:: Passage provided

# help ! help ! bryston 4b content



## ssdeluxe

Hello everyone, my bryston 4B needs some repair, and its just not practical for me to get out to peterborough to Bryston (and the repair would probably cost me as much as I paid for the 4B)

Does anyone know of a power amp repair person in gta that could help me with my bryston 4B ????


thank you...thankyou...in advance if anyone has some ideas.

have a gr8 day


----------



## gtrguy

Hey ssdeluxe- if I'm not mistaken Bryston has a 20 year parts and labour warranty... the repair would probably be free, all you would have to pay is the cost to ship it to them, they pay return shipping. Plus if the amp was made before 2006, you don't even need the original receipt.


gtrguy


----------



## Sneaky

What is wrong with it? The last time my power amp died it turned out to be just the power switch.


----------



## bleedingfingers

What gtrguy say's is true if you send it to them they will rebuild it and it will come back like new .
They have probably the best warranty in the business.

cheers B.


----------



## ssdeluxe

thanks gents ! sorry....forgot to mention I already approached bryston, they said it was out of warranty range, so its an older one with the old rounded script and chrome handles......I was still thinking "geeez guys, you could still do it and make a customer happy"......but instead they quoted me over 500.00 to do "their updateing service".....so that's just out of the question.

my brother who builds tube amps had a go @ it, he's a tube expert, but admittedly finds solid state devices more difficult to repair, he couldn't nail down the problem (intermittent ground buzz.......then one side shorted and blew out his test spkr....and he cannot find out why........well he just had a baby, so I won't bug him any further.....need to find a tech !)

::::
:: Data records

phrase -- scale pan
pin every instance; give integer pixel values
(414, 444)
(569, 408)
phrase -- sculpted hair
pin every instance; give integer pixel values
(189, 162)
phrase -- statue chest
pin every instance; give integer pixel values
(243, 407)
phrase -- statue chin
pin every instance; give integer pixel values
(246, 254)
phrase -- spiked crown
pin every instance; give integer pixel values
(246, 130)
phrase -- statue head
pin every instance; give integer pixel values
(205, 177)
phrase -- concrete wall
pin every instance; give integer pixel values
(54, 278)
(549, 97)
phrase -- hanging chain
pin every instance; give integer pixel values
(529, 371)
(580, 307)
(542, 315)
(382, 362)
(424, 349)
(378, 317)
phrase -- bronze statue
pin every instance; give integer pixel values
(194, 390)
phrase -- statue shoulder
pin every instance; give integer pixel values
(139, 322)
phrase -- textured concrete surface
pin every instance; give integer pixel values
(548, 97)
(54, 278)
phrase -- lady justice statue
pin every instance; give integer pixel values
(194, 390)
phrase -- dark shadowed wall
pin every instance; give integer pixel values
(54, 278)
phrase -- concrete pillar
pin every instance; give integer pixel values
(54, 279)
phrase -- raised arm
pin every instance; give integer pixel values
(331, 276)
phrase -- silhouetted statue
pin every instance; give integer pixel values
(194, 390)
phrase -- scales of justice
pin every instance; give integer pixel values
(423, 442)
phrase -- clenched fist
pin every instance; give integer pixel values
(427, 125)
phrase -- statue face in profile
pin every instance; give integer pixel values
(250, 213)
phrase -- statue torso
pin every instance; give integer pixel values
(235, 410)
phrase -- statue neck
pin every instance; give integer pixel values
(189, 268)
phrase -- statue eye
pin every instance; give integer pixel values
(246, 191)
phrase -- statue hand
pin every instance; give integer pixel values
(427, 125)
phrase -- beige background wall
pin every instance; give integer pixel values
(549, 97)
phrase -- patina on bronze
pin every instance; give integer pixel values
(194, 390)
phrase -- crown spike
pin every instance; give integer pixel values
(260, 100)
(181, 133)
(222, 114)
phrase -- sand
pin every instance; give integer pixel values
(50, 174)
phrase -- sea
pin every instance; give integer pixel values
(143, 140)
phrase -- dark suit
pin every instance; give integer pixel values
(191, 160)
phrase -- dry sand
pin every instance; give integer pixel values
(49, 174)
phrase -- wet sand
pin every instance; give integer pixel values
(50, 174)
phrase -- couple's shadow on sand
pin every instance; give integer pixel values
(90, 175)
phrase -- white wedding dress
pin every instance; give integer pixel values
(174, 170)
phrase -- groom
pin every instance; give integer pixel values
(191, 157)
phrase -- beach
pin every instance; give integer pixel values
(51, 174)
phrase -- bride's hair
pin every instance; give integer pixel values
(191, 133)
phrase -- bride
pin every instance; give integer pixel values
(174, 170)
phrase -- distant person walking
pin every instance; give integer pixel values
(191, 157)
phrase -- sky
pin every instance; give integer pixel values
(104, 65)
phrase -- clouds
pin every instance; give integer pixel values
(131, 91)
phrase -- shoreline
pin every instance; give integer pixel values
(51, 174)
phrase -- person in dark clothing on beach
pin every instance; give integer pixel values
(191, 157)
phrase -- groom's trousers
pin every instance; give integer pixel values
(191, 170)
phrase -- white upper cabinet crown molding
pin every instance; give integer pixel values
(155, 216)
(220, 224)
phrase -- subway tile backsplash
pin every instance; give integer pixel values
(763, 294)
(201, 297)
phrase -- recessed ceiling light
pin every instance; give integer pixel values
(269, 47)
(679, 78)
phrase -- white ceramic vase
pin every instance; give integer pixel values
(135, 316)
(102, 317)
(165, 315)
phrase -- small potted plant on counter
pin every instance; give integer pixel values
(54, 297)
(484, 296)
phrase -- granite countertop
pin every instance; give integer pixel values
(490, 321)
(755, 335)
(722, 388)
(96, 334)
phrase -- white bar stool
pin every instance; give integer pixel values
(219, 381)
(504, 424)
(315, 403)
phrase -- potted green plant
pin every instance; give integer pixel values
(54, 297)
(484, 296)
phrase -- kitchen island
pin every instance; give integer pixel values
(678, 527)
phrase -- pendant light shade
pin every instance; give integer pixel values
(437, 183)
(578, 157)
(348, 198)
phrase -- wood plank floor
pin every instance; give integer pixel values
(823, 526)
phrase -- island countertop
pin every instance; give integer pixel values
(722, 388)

::::

- Written request
Pick up the Bryston 4B repair thread after its last post and carry it forward. The rows stand apart from the Bryston 4B repair thread.

- Exercise response
and those old ones are very hard to work on, you have to take everything apart including several of the pc boards......what a pain.

anyhoo, if anybody knows anyone reputable who can service solid state amps of this calibre, pls let me know !!


----------



## Guest

Maybe try Wild Bill? If he can't do it, I'll be he knows someone who can...


----------



## ssdeluxe

Thanks Ian, I hadn't thought of that ! I'll try him and see what he sais.


----------



## Guest

No sweat. Nice amp BTW. My old man did the house in 2B's many years ago. The day he got his system setup was a great day for rock and roll in our house. Not so great a day for the neighbours who liked peace and quiet. :smile:


----------



## ssdeluxe

nice amps. but a hernia waiting to happen.....jeeeeezus heaviey mofo's 

got a hold of Bill, and he is taking on the challenge. rock on 


2b's are awesome as well. pound for pound; best studio grade amps going...you could do better............but you'd have to spend dbl...........I doubt it would be much better


----------



## montreal

*spare 4b parts*

hey,
i've got a few 4b parts in a box if you need parts...you are welcome to them if they'll help...i think they are mostly spare amp modules...somebody stole all my vintage 4b's a few years ago so i don't need the parts...i am in the carlaw/lakeshore area....


----------



## ssdeluxe

thank you kindly Montreal for such a kind offer !..... I may take you up , I'll just need to hear back from Wild Bill, and see what the prognosis is!? .....thank you very much. I'll PM you in any event, thanks again .


----------



## spaldingz

*bryston repair is in rexdale not peterborough*

steven my suggestion is that you pay bryston to recondition. when there done it will basically be a new amp. get back to me if your not going to repair id be willing to purchase. in regard to brystons 20 year warranty this was actually a downgrade. before this announcement brystons unadvertised in house policy was to fix everything for free. this policy was integral in establishing their reputation ie wow my amp had a 5 year warranty and they not only repaired my 15 year old amp they brought it back up to spec for free. this situation obviously could not go on forever. hope you post how this worked out. [email protected]


----------



## ssdeluxe

thanks Ron, much appreciated, unfortunately the repair dept is still in Peterborough, as you mentioned to me in our phone call, and these are a super-bitch to work on, but Wild Bill is going to have a go, gawd bless em'  !

I'll report back how things go, thanks everyone for all your help.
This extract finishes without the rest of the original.